[Given problem]: Rewrite the items below, replacing "thickest" with "widest" wherever it appears and leaving everything else unchanged.

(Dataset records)
>>>>>
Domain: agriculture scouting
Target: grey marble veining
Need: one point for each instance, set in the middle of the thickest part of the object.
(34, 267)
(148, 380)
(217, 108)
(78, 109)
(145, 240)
<<<<<
[Answer in full]:
Domain: agriculture scouting
Target: grey marble veining
Need: one point for each instance, set in the middle of the widest part of the object.
(34, 267)
(148, 380)
(217, 108)
(78, 109)
(145, 240)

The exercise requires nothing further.